##### Dataset entries

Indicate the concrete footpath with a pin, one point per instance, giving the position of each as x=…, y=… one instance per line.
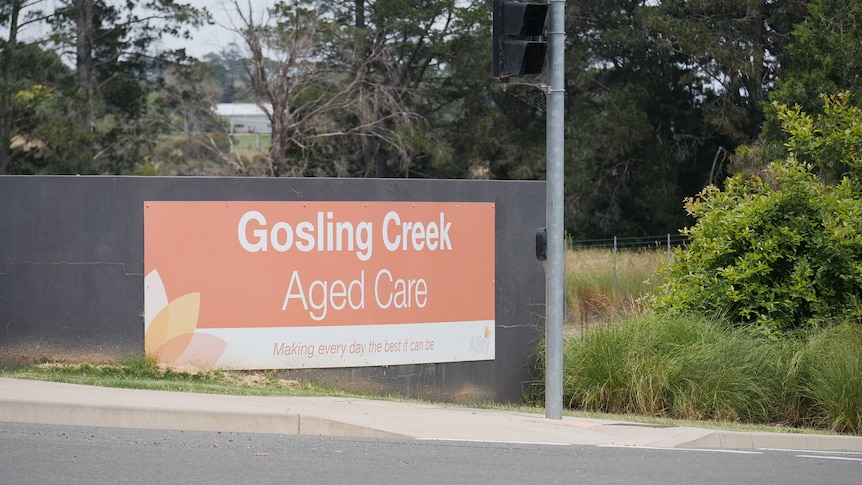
x=24, y=401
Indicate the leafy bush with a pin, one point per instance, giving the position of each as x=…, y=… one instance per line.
x=778, y=251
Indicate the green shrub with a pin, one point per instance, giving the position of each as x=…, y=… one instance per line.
x=678, y=367
x=777, y=251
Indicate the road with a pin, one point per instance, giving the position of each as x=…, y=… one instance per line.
x=45, y=454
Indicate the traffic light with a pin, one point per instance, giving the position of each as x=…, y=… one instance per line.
x=519, y=38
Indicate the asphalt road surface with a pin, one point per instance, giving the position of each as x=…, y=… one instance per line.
x=45, y=454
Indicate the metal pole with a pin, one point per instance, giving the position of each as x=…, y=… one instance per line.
x=556, y=273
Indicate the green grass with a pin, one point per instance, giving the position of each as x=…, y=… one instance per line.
x=138, y=373
x=141, y=373
x=696, y=369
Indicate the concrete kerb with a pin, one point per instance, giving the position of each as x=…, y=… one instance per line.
x=69, y=404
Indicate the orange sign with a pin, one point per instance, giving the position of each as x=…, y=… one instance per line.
x=284, y=265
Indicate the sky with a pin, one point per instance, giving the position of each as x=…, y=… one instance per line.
x=214, y=38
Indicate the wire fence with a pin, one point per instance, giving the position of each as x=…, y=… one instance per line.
x=606, y=277
x=668, y=241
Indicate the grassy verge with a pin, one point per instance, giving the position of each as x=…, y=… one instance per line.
x=604, y=285
x=694, y=369
x=146, y=374
x=140, y=373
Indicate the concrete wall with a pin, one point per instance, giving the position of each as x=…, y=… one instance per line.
x=71, y=271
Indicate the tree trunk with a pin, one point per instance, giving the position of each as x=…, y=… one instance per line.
x=84, y=64
x=6, y=110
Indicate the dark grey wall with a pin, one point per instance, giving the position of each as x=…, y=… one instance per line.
x=72, y=282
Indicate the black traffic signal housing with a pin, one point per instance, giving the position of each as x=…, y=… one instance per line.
x=518, y=35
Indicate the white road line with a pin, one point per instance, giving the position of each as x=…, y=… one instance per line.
x=495, y=442
x=827, y=457
x=710, y=450
x=822, y=452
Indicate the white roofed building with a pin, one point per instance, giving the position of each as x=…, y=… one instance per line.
x=244, y=117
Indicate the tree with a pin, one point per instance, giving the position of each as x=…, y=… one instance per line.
x=735, y=49
x=824, y=57
x=777, y=251
x=337, y=93
x=102, y=119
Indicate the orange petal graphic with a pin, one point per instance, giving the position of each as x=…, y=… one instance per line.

##########

◆ Short task: Copy out the rows above word for word, starting at the line that contains "Indicate the grassy" and ending at the line that contains "x=140, y=373", including both of those lines.

◆ Output for this task:
Indicate the grassy verge with a pin, one point per instance, giving the position of each as x=…, y=… one instance per line.
x=604, y=285
x=694, y=369
x=146, y=374
x=140, y=373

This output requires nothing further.